| Task to carry out |
Reproduce verbatim everything in the records below from the line containing "Can you see the truck grille" down through the line containing "column 332, row 395", including both of those lines.
── Data section
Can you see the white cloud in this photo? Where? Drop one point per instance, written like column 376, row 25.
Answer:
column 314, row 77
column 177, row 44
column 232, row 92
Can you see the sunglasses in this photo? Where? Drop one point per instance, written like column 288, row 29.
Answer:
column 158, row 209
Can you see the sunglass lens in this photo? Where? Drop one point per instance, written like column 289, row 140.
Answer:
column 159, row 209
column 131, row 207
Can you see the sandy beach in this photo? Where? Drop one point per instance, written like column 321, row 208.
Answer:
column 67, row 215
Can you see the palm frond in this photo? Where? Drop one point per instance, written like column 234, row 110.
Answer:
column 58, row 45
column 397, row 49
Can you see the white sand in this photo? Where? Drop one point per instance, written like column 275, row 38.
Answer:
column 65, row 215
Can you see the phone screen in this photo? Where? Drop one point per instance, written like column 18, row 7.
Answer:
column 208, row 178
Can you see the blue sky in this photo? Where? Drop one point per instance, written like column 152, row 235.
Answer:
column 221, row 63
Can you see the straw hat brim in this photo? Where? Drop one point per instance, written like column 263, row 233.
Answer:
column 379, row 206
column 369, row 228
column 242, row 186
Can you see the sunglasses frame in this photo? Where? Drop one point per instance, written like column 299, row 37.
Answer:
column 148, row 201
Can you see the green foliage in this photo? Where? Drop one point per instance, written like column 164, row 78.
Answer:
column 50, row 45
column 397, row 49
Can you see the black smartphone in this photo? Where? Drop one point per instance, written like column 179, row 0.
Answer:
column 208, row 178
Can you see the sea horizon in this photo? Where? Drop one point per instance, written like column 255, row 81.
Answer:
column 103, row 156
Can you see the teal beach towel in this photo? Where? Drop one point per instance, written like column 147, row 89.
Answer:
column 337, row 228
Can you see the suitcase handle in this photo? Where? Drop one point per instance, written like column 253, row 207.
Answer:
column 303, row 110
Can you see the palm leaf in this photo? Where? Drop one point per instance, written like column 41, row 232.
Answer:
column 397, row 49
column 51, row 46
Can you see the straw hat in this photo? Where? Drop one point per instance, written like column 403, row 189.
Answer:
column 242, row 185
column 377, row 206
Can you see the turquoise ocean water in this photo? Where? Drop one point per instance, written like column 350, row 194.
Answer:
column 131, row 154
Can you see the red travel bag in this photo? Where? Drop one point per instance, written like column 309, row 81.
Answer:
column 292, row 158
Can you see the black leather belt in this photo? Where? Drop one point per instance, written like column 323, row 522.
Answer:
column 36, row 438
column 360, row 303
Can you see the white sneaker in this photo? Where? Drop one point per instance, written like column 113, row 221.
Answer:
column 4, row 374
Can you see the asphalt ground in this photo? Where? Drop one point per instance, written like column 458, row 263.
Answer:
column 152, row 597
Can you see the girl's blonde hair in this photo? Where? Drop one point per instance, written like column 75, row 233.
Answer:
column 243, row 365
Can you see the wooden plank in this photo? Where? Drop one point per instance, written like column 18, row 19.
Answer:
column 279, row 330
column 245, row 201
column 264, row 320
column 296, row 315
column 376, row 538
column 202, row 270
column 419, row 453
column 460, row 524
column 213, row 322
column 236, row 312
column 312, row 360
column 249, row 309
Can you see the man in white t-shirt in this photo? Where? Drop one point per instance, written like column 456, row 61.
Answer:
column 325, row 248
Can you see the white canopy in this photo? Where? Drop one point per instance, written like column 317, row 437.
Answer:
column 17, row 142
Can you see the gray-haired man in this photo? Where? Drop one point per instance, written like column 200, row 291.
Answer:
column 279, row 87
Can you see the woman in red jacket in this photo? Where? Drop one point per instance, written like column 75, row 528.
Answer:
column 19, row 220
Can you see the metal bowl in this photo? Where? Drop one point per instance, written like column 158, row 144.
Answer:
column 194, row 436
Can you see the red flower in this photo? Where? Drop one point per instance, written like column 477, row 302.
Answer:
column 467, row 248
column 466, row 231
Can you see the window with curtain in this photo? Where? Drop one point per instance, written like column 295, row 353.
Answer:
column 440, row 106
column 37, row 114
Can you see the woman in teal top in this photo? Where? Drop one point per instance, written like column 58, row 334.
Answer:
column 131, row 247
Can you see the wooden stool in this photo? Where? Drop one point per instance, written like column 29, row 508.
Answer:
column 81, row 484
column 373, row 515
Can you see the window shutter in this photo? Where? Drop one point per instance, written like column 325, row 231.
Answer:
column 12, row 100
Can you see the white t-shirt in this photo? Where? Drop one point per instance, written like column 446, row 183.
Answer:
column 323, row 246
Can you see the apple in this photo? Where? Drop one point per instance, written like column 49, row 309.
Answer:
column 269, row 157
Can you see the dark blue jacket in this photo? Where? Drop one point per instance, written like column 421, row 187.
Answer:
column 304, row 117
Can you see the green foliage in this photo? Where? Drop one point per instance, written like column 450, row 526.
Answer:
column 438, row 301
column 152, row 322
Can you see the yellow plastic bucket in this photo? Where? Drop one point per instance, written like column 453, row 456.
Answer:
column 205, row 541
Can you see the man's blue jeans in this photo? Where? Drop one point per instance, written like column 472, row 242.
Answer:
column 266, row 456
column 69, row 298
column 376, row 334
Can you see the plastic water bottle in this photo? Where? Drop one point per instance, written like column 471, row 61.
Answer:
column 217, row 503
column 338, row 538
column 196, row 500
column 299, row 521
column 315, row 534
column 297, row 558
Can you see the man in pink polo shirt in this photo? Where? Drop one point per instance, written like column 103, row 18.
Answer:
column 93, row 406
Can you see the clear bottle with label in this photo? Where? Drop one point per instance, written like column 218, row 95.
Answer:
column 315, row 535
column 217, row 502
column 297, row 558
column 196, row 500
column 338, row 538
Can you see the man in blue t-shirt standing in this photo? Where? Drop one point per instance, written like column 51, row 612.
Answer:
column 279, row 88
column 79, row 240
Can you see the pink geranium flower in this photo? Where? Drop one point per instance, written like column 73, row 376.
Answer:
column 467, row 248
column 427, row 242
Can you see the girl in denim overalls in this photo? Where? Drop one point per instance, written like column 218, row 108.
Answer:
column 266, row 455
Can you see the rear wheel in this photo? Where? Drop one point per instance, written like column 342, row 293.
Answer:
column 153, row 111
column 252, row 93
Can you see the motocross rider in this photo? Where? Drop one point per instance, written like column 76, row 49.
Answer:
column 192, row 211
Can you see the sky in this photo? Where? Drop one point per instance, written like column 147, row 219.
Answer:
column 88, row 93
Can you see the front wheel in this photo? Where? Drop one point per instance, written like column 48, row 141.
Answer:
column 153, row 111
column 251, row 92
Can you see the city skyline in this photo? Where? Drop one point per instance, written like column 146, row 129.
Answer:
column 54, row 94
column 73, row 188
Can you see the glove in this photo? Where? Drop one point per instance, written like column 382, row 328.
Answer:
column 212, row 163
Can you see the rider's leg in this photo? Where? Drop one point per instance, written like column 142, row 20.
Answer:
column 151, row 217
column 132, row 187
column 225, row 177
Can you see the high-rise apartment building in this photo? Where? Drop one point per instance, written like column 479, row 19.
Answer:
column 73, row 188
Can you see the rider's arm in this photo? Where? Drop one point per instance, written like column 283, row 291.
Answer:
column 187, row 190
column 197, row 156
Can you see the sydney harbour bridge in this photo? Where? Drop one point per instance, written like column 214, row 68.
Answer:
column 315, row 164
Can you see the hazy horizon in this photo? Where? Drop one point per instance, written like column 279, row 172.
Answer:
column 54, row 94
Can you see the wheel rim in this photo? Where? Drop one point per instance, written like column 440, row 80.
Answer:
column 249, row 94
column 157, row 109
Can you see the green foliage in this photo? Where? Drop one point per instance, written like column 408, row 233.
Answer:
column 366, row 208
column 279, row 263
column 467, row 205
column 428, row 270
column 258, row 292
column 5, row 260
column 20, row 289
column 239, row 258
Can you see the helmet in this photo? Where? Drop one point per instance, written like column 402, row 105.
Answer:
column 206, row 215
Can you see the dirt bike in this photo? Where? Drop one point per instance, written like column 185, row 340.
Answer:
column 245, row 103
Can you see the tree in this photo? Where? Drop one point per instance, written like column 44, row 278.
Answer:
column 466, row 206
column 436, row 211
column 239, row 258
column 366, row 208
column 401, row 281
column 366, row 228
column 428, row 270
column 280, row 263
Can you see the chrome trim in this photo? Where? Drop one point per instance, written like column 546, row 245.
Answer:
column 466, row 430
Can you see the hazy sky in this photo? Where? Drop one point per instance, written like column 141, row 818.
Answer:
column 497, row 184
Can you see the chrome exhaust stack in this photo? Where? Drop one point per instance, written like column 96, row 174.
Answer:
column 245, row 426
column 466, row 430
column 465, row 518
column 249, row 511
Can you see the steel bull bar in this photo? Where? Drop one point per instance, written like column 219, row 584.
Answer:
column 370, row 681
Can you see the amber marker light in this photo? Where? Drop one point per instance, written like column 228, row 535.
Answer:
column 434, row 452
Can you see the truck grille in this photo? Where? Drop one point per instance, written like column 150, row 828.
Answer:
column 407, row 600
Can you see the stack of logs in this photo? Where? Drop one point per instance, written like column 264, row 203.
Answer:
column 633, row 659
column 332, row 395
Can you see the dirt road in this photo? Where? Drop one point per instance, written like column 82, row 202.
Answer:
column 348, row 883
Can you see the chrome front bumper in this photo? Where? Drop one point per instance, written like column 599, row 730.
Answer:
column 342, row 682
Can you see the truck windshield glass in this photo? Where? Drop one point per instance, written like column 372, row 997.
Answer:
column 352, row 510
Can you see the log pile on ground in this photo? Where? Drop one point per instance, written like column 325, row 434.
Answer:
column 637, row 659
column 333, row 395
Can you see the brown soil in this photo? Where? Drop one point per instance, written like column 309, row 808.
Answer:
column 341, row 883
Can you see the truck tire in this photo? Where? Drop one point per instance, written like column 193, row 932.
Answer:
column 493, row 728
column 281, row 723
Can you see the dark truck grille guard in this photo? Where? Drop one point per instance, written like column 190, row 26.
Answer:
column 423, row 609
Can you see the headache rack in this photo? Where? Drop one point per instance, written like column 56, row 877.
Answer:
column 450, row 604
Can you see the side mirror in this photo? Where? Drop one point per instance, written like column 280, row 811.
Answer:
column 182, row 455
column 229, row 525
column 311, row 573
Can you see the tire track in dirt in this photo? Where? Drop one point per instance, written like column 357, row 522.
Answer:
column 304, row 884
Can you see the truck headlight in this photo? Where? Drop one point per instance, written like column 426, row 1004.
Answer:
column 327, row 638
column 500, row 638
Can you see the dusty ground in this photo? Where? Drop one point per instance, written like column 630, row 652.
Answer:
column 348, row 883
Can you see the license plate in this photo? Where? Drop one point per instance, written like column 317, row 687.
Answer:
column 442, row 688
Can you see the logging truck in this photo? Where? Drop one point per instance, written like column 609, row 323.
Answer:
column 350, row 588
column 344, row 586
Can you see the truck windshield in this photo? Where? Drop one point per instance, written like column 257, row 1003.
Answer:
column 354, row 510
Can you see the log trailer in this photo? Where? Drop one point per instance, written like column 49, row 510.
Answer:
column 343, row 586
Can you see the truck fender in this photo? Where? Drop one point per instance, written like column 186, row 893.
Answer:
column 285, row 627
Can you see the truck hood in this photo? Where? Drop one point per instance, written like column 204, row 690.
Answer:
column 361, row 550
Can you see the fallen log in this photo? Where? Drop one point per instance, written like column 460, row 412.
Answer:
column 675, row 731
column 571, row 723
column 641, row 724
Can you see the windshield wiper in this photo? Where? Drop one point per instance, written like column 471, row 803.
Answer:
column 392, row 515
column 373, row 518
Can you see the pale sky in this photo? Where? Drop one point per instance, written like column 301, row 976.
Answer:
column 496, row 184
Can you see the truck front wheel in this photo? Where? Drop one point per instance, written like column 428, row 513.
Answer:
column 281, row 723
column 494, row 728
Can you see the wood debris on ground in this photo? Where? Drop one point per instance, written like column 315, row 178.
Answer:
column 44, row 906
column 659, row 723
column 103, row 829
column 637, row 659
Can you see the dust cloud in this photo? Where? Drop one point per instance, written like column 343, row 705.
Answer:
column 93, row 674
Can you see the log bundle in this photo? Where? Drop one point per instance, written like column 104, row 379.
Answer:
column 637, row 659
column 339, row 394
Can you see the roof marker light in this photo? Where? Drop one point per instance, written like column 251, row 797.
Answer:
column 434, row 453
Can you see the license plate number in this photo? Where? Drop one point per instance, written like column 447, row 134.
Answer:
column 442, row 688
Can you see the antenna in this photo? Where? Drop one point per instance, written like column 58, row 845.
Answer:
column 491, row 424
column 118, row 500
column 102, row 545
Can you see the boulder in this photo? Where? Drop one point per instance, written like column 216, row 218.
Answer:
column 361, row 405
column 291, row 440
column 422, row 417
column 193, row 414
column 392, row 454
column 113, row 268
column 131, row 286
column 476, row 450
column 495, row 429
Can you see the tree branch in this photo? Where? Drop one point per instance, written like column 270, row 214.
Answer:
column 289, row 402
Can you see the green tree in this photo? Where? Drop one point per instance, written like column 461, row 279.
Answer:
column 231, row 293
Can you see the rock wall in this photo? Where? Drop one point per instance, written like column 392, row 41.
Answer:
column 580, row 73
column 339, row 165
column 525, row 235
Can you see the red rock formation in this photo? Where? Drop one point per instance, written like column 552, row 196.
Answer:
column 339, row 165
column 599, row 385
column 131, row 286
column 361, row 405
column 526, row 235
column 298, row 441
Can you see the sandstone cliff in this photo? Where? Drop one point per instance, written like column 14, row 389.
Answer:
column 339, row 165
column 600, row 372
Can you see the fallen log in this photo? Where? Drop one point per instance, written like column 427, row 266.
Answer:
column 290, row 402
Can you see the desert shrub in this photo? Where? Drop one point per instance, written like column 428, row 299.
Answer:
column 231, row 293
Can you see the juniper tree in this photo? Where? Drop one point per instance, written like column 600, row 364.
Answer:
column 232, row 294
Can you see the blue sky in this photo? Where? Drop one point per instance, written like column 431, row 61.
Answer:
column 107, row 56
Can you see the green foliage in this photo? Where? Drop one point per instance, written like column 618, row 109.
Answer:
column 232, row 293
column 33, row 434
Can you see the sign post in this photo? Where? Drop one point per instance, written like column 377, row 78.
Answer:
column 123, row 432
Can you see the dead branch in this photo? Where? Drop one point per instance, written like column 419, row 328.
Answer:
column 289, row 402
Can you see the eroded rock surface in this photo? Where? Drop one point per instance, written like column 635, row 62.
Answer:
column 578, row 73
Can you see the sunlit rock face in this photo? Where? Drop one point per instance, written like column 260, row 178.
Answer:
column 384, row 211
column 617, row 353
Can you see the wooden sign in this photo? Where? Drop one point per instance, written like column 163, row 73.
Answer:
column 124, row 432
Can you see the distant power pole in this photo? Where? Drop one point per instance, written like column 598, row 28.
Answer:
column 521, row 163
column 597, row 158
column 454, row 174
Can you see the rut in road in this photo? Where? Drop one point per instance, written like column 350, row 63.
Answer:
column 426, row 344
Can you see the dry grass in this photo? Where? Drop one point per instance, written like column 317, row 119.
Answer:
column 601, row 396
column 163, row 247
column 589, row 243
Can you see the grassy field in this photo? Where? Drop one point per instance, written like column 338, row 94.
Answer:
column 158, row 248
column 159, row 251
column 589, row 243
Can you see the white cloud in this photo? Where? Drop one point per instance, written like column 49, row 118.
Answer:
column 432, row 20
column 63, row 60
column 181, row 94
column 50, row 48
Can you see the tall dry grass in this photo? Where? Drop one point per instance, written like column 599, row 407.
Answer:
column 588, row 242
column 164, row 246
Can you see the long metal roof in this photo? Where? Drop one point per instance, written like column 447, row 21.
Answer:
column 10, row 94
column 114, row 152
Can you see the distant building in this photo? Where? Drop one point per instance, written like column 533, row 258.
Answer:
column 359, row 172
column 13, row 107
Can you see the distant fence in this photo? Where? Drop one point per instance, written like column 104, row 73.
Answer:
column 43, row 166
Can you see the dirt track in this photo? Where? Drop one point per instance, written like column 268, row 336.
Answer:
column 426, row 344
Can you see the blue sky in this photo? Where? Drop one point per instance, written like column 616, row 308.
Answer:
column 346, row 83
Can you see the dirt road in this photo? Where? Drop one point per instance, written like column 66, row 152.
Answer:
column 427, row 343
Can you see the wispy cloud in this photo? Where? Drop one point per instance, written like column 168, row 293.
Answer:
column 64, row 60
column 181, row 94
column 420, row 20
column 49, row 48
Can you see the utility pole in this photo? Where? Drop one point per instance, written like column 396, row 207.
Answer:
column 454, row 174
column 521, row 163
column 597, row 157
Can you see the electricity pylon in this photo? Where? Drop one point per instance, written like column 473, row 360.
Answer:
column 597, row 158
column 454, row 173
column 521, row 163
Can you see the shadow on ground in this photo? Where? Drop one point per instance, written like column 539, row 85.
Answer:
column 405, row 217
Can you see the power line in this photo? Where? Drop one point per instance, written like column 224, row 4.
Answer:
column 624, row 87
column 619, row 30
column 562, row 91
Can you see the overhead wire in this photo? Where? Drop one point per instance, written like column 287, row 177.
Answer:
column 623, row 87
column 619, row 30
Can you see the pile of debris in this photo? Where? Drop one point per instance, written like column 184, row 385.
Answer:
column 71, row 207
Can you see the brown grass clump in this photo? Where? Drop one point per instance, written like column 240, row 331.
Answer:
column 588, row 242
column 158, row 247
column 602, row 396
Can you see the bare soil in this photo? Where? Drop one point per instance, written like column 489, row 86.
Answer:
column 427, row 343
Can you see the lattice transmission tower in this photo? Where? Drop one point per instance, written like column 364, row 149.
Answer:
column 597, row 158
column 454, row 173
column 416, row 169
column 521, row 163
────
| Solution to this problem |
Can you see the truck grille in this photo? Where? Drop one point per instance, written like column 150, row 828.
Answer:
column 407, row 600
Can you see the stack of logs in this photo? Where? Drop one point per instance, written like column 264, row 203.
Answer:
column 633, row 659
column 332, row 395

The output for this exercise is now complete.